(Extracted records):
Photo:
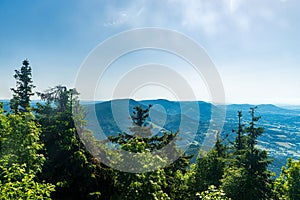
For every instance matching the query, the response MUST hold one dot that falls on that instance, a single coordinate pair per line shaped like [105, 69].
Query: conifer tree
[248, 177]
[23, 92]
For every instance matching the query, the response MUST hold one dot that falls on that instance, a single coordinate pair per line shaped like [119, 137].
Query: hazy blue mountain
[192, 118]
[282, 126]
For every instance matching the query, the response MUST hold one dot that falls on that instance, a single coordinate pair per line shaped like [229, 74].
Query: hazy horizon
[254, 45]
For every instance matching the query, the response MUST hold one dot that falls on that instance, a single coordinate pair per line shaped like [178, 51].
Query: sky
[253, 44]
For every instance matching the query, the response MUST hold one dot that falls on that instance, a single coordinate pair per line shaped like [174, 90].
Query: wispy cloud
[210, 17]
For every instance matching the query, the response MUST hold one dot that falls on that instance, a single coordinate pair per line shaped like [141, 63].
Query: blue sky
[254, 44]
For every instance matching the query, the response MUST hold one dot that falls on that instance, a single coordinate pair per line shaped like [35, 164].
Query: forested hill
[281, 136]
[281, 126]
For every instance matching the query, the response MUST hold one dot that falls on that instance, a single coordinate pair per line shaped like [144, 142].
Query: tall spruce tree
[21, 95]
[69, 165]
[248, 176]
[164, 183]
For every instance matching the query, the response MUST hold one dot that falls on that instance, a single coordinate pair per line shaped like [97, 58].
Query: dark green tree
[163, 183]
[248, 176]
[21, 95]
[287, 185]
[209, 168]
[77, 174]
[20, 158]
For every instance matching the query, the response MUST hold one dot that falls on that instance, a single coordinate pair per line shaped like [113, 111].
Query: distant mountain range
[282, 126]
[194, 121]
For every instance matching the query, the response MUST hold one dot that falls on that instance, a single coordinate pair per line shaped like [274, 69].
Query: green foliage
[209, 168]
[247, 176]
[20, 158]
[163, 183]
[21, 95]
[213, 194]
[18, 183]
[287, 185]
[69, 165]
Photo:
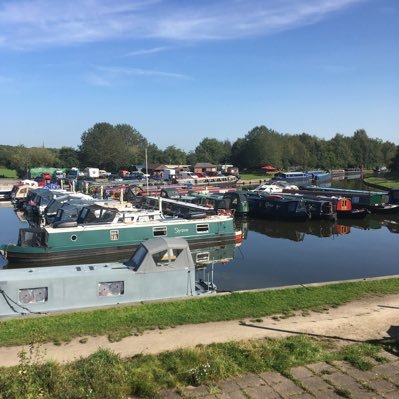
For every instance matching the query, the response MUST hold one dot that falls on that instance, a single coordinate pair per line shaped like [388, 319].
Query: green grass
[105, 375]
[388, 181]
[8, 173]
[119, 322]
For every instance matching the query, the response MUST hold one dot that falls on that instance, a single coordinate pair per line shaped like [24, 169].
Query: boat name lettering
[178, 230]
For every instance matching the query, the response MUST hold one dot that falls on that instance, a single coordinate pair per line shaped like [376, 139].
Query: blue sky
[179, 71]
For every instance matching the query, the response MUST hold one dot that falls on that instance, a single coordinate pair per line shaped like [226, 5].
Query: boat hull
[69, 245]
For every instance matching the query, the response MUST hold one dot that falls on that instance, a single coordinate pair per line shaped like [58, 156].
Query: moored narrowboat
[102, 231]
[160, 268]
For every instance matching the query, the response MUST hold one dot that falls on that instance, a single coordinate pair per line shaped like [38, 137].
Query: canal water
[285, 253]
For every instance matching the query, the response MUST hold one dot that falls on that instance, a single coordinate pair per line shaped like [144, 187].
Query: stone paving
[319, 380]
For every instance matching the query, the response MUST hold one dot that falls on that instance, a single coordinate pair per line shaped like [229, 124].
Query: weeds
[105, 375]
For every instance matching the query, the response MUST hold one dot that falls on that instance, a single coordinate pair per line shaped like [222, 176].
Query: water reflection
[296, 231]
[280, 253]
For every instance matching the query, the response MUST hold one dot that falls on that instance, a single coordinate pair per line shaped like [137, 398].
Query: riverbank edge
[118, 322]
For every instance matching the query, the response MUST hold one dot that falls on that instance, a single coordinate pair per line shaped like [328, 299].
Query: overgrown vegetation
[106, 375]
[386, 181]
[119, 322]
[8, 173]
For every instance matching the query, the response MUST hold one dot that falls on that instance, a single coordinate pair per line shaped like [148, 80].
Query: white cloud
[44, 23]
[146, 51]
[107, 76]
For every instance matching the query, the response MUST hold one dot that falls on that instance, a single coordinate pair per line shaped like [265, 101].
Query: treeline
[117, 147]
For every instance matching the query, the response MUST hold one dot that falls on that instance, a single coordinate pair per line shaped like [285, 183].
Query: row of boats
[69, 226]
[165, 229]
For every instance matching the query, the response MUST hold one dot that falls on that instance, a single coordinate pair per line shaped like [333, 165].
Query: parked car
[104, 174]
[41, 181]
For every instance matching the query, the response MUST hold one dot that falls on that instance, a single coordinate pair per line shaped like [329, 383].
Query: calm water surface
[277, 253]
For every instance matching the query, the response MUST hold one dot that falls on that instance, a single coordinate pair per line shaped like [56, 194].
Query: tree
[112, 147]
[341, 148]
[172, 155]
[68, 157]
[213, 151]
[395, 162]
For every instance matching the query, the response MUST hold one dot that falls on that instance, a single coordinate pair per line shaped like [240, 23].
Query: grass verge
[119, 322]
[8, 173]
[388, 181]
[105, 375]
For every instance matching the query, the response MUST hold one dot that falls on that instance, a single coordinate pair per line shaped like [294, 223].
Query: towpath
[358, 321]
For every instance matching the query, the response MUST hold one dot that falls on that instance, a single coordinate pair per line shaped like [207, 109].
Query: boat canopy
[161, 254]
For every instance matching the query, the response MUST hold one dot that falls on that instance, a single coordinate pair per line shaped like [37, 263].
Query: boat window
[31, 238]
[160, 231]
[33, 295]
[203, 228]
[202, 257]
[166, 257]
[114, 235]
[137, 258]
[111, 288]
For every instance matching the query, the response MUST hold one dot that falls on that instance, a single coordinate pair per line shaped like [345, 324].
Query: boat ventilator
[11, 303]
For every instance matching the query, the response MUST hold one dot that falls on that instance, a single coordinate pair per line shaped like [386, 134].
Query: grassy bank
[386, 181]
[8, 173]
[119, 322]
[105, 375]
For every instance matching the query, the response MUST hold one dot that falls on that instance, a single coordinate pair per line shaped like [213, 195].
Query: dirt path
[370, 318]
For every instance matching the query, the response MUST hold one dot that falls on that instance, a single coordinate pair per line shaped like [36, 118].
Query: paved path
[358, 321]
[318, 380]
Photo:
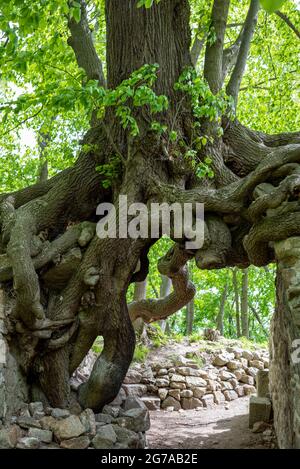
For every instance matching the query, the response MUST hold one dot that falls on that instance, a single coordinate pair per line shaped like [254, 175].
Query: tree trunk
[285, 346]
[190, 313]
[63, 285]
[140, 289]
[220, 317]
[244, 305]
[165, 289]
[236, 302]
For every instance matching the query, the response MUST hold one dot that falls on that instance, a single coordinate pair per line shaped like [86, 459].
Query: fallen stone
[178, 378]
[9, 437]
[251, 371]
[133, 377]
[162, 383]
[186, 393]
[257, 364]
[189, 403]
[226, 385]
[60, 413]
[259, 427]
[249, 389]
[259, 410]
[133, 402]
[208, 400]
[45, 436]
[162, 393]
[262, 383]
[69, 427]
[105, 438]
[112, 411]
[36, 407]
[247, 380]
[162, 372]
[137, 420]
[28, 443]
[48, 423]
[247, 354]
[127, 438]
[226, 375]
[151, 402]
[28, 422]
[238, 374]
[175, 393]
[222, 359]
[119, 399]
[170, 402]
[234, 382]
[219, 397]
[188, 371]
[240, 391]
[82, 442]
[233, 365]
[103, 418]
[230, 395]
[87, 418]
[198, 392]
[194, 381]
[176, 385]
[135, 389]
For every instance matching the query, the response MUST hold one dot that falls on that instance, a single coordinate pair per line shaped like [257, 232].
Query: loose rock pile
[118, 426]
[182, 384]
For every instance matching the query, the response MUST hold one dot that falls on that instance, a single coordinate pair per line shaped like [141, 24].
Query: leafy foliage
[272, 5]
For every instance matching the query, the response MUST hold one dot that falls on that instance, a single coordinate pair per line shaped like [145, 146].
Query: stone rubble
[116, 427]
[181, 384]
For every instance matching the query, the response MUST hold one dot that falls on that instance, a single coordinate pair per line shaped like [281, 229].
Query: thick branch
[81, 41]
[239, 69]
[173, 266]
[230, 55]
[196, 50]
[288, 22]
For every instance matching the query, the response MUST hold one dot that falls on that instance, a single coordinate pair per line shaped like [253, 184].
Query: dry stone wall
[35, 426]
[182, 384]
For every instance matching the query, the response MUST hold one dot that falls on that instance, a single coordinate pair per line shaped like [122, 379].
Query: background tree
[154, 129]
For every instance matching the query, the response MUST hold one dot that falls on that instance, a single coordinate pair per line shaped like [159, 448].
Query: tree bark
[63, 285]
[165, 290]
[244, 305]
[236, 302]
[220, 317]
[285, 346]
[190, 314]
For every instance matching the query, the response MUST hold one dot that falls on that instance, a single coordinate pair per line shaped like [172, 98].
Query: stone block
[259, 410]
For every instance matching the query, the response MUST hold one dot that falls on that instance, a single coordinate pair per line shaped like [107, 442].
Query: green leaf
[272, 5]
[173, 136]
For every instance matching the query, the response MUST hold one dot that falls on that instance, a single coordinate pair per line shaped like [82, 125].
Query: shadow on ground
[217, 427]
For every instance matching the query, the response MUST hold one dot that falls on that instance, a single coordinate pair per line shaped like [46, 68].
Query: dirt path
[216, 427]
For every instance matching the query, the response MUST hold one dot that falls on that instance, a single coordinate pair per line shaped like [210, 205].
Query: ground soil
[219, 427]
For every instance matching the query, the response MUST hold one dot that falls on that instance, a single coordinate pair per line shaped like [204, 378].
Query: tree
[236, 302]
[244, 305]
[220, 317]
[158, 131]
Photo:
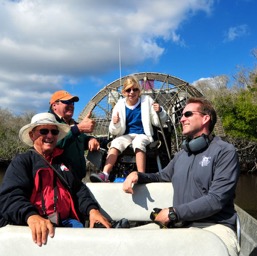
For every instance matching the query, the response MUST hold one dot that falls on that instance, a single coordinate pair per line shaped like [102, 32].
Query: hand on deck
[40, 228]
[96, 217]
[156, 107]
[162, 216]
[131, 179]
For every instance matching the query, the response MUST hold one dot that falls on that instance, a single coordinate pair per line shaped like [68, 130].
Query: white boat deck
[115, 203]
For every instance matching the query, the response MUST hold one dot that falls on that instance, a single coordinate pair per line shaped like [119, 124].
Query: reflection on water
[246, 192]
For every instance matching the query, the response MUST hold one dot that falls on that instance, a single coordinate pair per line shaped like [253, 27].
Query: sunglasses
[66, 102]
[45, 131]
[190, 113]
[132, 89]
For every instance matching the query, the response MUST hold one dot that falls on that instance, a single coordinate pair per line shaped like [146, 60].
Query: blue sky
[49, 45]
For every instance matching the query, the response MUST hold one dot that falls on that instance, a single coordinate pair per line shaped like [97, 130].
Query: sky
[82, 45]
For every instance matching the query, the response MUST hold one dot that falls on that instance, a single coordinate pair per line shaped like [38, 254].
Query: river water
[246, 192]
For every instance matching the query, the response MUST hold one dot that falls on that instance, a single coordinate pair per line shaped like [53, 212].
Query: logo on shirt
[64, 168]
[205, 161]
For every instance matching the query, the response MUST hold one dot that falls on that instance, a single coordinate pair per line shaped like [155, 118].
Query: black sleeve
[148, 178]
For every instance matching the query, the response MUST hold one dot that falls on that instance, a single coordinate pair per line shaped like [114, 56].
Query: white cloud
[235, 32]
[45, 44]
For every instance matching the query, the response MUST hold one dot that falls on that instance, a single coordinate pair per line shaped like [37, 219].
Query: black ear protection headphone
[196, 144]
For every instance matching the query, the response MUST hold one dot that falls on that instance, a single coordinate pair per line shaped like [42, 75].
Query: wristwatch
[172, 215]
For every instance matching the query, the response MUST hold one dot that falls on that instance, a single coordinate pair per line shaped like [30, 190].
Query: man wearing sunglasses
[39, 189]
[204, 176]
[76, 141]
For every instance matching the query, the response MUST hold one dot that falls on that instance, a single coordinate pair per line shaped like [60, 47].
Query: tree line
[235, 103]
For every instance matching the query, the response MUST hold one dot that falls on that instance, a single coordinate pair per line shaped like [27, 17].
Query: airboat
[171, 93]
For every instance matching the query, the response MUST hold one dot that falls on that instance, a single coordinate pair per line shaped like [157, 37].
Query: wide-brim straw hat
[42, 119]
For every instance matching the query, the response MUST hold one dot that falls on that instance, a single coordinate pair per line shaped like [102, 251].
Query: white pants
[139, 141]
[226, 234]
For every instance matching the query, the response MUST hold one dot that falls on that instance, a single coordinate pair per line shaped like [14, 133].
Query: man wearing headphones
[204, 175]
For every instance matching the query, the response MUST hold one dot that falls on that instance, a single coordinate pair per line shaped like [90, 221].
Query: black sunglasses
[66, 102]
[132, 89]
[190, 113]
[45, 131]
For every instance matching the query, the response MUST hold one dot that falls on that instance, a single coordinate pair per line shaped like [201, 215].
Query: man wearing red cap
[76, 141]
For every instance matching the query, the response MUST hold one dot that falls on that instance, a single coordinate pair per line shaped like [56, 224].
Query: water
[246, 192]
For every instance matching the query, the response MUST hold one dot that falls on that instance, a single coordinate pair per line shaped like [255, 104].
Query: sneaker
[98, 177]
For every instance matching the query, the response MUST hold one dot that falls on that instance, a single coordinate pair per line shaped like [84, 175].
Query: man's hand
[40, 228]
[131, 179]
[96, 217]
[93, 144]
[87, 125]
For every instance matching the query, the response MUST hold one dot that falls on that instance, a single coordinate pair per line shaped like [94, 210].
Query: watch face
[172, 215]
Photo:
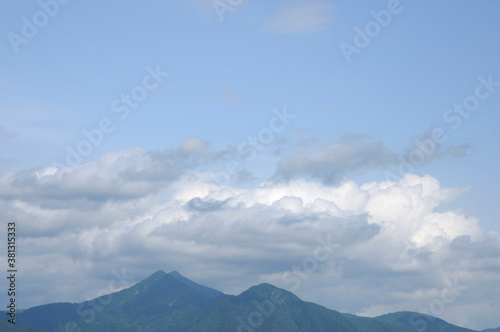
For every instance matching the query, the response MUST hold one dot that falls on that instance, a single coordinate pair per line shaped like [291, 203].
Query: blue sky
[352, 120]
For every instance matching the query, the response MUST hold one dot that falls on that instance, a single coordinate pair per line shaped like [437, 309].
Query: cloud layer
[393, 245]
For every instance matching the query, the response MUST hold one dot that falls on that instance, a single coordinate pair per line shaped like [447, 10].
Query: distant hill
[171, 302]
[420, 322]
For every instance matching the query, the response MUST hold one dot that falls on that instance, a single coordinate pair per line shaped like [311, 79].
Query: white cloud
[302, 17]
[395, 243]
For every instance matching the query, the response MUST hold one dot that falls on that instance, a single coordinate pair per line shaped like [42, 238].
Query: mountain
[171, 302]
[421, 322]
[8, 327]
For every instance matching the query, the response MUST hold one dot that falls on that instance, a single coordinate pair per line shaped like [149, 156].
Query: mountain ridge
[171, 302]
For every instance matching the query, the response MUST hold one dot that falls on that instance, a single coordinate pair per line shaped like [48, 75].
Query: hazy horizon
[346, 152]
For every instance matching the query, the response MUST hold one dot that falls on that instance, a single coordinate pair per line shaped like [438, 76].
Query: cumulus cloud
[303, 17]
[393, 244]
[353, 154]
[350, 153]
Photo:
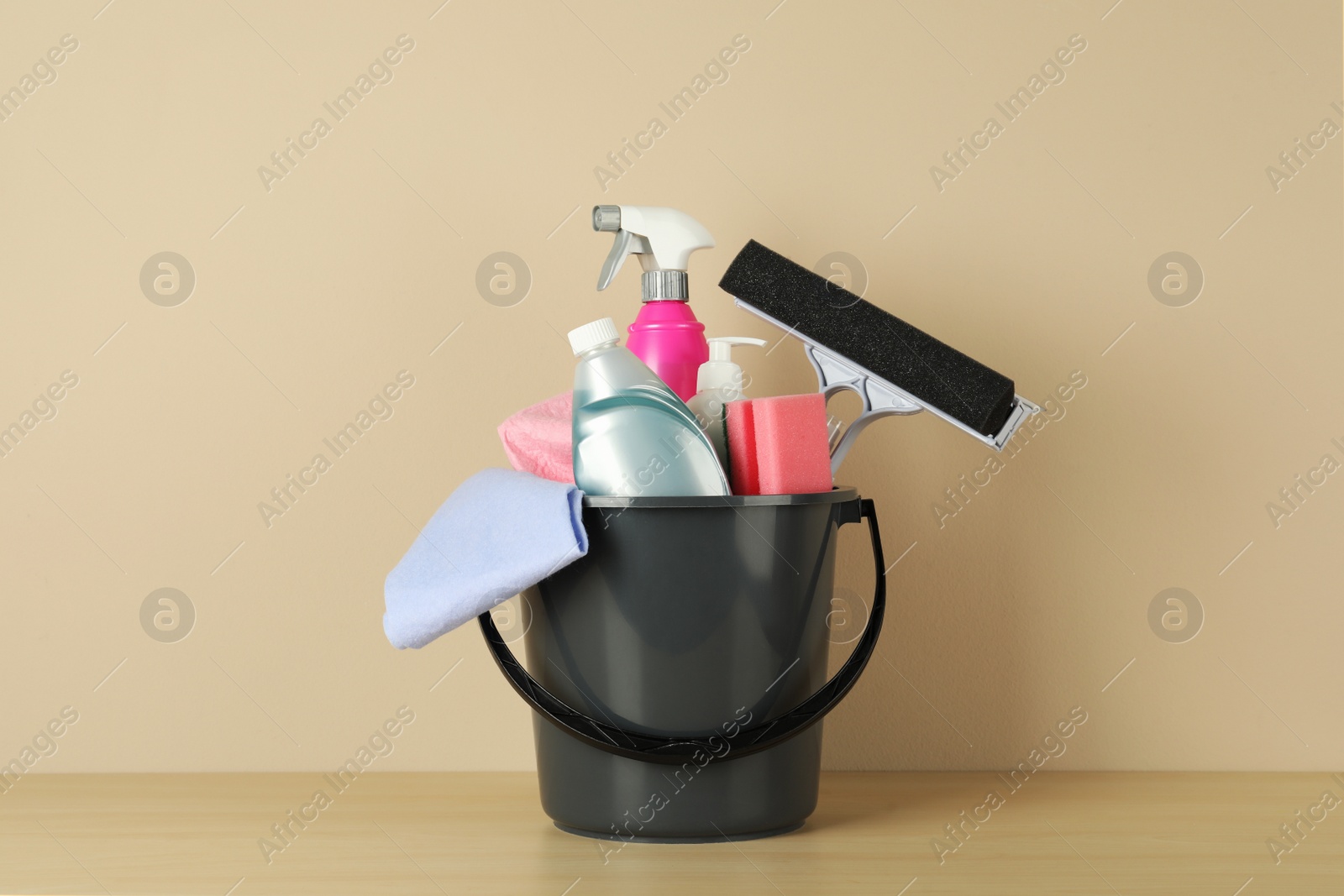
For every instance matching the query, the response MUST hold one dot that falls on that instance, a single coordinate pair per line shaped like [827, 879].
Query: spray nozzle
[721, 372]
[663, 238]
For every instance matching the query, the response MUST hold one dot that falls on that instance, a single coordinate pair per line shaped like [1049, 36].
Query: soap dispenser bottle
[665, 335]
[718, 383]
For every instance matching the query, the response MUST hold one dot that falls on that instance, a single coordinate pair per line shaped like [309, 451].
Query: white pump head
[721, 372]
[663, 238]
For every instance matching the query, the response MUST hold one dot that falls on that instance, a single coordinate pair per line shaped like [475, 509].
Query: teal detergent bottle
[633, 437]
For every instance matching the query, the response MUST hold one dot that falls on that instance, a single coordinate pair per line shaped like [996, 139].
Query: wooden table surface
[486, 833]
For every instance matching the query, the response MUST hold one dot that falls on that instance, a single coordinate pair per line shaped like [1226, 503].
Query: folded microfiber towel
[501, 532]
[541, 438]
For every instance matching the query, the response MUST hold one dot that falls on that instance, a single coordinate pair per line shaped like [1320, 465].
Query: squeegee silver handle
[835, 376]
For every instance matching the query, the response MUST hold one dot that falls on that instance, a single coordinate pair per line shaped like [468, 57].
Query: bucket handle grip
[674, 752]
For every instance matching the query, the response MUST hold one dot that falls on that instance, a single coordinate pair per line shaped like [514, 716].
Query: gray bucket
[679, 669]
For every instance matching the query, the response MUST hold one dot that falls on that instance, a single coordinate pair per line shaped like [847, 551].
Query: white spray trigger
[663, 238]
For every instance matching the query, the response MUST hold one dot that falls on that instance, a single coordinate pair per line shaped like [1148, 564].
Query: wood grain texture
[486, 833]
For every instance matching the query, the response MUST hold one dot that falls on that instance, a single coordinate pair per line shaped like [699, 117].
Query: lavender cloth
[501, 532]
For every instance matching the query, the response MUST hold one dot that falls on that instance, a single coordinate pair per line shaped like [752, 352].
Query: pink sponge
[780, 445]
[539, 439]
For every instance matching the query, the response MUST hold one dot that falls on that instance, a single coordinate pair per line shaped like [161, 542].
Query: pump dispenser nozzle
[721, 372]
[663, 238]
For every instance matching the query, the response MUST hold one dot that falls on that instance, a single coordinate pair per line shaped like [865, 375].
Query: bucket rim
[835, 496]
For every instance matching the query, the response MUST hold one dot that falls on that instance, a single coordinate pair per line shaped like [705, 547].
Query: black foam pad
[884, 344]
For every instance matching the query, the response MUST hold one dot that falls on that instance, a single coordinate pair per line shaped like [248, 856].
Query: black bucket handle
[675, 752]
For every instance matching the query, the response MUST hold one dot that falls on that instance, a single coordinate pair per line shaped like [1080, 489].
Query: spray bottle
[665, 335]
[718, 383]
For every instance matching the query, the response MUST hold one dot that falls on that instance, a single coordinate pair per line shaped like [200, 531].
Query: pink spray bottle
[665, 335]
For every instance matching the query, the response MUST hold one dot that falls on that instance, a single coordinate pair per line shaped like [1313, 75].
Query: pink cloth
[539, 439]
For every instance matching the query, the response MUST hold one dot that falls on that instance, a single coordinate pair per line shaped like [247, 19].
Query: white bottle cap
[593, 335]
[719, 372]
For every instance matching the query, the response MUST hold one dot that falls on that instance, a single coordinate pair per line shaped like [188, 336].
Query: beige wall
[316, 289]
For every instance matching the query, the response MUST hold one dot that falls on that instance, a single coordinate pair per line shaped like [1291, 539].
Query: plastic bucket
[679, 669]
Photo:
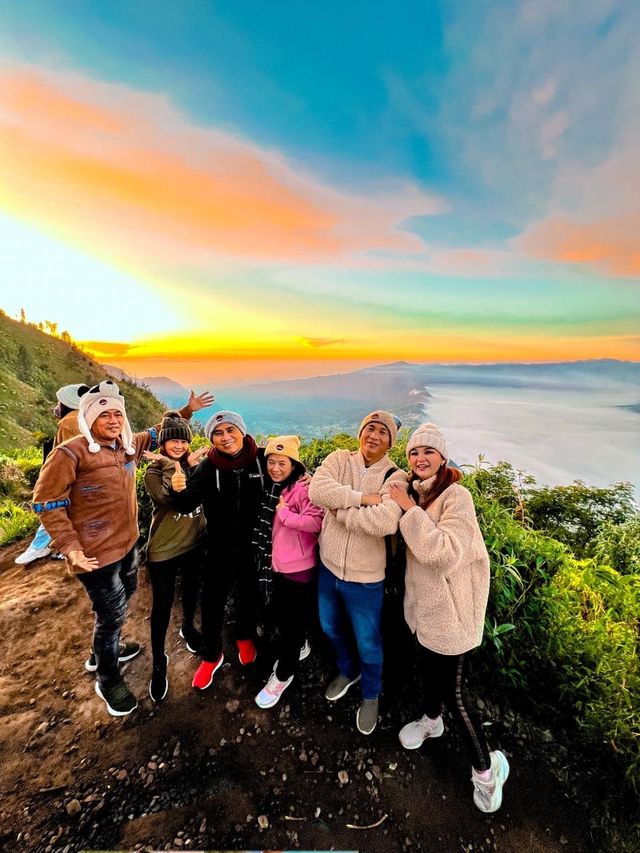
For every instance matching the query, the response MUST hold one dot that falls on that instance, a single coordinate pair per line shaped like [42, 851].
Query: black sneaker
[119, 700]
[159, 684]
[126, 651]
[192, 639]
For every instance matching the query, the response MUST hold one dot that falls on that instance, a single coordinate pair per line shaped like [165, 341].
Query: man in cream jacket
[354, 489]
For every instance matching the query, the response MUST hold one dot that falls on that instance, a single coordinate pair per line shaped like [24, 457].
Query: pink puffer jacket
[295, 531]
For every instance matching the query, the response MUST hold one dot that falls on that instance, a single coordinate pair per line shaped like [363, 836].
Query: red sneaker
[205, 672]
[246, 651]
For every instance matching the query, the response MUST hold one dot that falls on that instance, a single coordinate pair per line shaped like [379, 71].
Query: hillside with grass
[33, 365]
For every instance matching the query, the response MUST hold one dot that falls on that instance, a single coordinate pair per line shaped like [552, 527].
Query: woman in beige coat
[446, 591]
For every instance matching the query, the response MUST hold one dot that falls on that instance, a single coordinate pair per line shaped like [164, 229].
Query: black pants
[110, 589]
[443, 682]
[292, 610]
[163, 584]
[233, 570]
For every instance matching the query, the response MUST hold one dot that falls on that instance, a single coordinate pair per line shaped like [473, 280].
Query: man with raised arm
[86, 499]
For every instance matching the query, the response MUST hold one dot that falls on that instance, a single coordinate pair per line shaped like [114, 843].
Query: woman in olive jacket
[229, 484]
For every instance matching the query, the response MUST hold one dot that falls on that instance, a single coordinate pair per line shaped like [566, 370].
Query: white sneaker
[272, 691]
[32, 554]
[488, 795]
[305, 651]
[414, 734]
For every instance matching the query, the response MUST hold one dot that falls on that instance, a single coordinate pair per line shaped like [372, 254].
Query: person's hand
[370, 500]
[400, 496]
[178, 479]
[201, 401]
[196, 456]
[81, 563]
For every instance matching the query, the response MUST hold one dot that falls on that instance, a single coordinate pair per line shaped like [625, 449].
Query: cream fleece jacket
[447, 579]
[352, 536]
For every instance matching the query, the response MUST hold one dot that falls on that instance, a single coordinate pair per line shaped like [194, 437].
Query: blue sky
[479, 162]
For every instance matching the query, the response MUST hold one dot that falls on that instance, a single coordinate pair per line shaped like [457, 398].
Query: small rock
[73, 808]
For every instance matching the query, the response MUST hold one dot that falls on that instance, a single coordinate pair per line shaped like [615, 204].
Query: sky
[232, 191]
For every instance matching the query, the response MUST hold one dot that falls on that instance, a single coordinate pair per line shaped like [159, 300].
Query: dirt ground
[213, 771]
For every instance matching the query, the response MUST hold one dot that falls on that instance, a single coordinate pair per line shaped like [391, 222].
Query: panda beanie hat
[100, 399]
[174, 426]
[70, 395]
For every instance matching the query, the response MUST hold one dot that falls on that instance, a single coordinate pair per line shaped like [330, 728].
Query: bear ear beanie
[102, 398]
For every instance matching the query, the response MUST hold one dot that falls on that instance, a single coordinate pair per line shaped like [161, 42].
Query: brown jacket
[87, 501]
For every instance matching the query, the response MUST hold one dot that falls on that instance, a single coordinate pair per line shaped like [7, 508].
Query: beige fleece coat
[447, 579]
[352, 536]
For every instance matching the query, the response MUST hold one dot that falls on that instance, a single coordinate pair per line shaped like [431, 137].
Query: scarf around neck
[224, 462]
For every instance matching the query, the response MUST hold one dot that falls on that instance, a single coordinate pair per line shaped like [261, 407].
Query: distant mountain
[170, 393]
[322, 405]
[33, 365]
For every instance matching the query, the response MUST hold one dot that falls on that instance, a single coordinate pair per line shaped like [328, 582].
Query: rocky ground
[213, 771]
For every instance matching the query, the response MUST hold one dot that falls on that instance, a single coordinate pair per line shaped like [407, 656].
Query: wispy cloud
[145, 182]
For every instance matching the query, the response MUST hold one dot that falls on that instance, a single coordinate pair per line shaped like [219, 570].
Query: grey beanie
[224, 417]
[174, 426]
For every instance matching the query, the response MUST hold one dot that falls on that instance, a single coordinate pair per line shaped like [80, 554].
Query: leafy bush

(Instruction): Retype the lines word for word, from the line containing "like [328, 582]." up to and including the last line.

(Exercise answer):
For every instance matching the query, the response MUST hold one dot that falls on that instance, a single coordinate pair per line shaped like [328, 582].
Query: rocky ground
[213, 771]
For every instance matching the query, the response MUST hold one dot that falls on that instance, a single coordinate pair per line shaped like [407, 656].
Query: wispy cloud
[145, 182]
For every instance matching the query, the response MUST hold one dot that falls on that instance, a single coordinate pair per line shaped like [219, 570].
Query: grey beanie
[224, 417]
[174, 426]
For every instance matching the query, the response MUST hold one dot that falls on that instance, a single coordinate pair per line shaped like [80, 554].
Query: leafy bush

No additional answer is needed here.